* Excerpted passage
>>>>

Thursday, August 23, 2007

Bible Verse from my inbox

Then Jesus said to his disciples, "Truly I tell you, it will be hard for a rich person to enter the kingdom of heaven. Again I tell you, it is easier for a camel to go through the eye of a needle than for someone who is rich to enter the kingdom of God." When the disciples heard this, they were greatly astounded and said, "Then who can be saved?" But Jesus looked at them and said, "For mortals it is impossible, but for God all things are possible."
- Matthew 19:23-26

This verse, for the longest time, made no sense to me. Who would ever give a thought to putting a camel through the eye of a needle?

Well, in the Bible used in the Eastern Orthodox tradition- the Peshitta- there is shown to be- or perhaps I should say alleged to be- a translation error that suggests perhaps the individuals who wrote the Greek Bible may have been working with at least some earlier text (perhaps portions of what scholars call Q) that was in Aramaic- the language of Jesus. Apparently the words 'camel' and 'rope' are almost indistinguishable, with a fine accent mark being the key difference.

Upon reading this, the saying made much more sense to me. Not only because of the elimination of a seemingly bizarre reference, but also in a more significant sense. If we thin down by reducing our attachment to material goods, to the material world, then we can bring ourselves closer to what God wants for us- entrance into his Kingdom, his Presence, through the eye of the needle. In reading other texts from the Eastern tradition (the Philokalia, for example), this point of moving away from our attachment to the material world- away from having material considerations drive our lives and towards a God-driven life- is given heavy emphasis as not just a theological concept, but as a way of living, as a practice. This thinning down can be difficult, but with our own perseverance and the help of God and our family in God we can do it.

A camel will never pass through the eye of a needle. But for us, as ropes of varying thickness, hope remains.

By the way: this is my first post after surgery. Typing with one hand takes FOREVER. So i don't expect to be very active here for a few weeks. Just odds and ends periodically. For some reason the issue above is close to my heart- although I may not be quite patient enough to make that clear as I hunt and peck at my keyboard- and I wanted to write a little something about it.

<<<<

* Task item
Reproduce word for word the part of the blog post on the camel and the needle's eye that begins with "Then Jesus said" and ends with "of a needle?". The records have no connection to the text.

* Data under study

>>>>

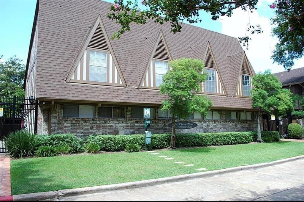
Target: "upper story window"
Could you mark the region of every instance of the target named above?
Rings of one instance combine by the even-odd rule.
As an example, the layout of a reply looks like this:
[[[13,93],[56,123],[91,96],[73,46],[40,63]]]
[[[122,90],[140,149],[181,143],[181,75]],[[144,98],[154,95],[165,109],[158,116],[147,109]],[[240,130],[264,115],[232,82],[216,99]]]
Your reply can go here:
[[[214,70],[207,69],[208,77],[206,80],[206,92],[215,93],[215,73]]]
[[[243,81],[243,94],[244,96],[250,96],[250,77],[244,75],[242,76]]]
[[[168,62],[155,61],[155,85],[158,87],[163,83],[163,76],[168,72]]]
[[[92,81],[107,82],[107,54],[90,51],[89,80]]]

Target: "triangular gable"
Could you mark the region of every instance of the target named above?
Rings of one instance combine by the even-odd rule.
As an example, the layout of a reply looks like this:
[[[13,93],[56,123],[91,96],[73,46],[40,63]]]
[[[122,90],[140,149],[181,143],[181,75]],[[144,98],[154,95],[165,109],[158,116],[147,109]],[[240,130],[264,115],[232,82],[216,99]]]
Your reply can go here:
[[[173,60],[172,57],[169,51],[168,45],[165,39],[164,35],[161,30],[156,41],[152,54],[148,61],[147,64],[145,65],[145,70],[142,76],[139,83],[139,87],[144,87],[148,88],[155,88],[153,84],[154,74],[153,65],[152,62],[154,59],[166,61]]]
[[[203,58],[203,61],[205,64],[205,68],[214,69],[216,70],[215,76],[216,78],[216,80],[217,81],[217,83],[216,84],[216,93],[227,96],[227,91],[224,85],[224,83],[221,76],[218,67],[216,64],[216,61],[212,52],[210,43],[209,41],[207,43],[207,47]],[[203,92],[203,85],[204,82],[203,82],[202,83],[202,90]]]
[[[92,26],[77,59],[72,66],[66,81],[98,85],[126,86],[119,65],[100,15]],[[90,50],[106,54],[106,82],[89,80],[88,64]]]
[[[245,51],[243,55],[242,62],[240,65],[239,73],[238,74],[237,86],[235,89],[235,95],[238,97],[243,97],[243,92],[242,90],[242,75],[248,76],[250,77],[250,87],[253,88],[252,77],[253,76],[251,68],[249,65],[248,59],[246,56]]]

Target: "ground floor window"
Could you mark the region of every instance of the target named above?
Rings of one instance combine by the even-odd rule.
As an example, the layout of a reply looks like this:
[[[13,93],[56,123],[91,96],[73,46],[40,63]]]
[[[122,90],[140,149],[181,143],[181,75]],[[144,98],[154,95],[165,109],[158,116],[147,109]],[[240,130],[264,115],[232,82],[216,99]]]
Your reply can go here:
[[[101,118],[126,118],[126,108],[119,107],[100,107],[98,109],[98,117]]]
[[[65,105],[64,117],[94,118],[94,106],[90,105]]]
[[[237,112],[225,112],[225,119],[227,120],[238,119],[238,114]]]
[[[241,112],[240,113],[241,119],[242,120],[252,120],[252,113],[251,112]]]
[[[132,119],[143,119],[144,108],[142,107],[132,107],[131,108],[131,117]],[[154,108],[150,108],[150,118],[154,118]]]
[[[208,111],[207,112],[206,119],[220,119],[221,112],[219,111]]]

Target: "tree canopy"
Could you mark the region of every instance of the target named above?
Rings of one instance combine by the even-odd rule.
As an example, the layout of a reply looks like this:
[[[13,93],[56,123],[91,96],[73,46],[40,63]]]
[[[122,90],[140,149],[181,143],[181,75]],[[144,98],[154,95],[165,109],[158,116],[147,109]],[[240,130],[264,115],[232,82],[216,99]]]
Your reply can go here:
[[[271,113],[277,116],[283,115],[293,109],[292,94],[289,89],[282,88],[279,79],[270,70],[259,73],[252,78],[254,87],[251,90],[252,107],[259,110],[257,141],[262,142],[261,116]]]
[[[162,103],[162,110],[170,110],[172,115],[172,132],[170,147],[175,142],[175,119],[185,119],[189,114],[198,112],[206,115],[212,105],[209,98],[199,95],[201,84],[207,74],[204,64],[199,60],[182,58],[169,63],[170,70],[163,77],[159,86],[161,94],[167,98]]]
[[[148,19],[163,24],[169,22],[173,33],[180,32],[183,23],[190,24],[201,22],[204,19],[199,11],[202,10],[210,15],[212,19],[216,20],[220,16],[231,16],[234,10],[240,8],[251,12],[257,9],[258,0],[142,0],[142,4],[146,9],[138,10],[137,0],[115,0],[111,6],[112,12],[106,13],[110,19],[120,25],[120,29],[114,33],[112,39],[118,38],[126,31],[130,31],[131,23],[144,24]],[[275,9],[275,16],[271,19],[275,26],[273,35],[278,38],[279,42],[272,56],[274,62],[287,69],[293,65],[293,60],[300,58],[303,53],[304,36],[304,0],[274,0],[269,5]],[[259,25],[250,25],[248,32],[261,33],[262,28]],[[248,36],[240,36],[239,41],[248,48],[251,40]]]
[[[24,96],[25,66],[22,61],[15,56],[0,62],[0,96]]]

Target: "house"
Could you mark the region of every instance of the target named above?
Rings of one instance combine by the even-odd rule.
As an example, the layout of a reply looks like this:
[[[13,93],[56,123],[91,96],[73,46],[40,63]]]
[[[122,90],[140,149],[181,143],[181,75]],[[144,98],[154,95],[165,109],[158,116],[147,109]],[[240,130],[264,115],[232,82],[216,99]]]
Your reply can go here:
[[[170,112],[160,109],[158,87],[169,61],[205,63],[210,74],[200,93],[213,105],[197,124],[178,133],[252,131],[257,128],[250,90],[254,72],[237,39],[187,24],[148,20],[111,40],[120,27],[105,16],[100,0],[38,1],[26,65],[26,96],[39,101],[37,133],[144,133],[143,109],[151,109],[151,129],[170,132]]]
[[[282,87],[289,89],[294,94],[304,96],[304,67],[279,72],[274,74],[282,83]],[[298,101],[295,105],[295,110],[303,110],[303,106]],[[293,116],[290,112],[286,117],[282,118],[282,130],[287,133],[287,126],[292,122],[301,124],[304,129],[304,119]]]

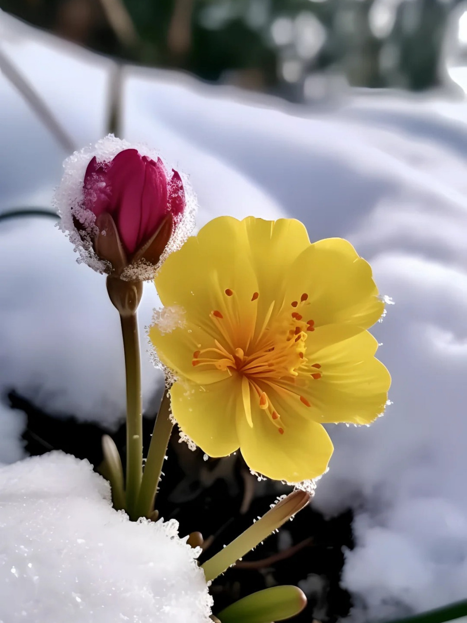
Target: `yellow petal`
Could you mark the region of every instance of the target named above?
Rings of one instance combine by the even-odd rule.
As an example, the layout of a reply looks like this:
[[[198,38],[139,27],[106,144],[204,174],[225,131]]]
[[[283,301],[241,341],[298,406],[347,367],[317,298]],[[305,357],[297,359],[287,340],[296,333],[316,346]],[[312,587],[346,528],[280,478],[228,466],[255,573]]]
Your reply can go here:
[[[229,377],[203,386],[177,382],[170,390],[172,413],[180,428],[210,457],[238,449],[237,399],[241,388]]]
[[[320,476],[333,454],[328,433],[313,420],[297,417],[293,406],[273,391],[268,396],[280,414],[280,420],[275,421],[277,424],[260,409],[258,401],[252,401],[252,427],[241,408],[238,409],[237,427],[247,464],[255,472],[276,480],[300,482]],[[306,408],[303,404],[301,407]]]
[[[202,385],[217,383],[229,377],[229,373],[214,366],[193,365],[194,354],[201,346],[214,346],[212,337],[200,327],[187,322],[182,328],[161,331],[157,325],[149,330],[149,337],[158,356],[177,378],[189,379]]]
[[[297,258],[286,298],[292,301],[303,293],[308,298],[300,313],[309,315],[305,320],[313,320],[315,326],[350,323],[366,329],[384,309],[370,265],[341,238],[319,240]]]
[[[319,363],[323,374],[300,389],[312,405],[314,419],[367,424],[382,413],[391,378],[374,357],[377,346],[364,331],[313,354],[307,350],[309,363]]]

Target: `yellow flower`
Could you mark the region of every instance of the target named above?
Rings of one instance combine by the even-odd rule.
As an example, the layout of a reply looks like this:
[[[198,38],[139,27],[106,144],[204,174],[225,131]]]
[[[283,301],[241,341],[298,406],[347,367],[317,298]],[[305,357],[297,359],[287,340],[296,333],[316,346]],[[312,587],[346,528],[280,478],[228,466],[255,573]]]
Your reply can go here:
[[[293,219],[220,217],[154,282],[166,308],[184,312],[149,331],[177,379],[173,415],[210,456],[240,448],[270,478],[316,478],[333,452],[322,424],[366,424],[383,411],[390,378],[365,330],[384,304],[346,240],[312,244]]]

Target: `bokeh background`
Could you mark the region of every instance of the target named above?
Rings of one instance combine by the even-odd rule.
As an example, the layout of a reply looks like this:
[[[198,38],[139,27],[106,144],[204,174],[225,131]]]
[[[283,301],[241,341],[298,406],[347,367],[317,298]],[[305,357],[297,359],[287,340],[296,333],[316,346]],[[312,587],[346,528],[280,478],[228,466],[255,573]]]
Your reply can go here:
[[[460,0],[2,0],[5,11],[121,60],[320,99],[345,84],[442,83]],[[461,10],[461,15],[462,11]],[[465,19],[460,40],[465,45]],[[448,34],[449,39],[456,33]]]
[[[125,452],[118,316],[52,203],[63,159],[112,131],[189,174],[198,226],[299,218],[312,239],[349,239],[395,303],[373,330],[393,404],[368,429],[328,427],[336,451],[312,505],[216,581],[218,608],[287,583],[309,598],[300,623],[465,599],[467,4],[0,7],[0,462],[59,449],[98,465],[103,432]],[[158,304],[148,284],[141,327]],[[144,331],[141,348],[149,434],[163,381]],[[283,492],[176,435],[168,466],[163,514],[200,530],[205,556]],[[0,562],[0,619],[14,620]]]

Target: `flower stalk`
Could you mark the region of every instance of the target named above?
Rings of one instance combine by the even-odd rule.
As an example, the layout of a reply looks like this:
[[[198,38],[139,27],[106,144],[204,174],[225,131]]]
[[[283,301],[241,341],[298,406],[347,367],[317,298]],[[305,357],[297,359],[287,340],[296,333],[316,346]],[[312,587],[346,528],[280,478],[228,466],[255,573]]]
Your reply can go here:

<<<<

* Written solution
Then Jesus said to his disciples, "Truly I tell you, it will be hard for a rich person to enter the kingdom of heaven. Again I tell you, it is easier for a camel to go through the eye of a needle than for someone who is rich to enter the kingdom of God." When the disciples heard this, they were greatly astounded and said, "Then who can be saved?" But Jesus looked at them and said, "For mortals it is impossible, but for God all things are possible."
- Matthew 19:23-26

This verse, for the longest time, made no sense to me. Who would ever give a thought to putting a camel through the eye of a needle?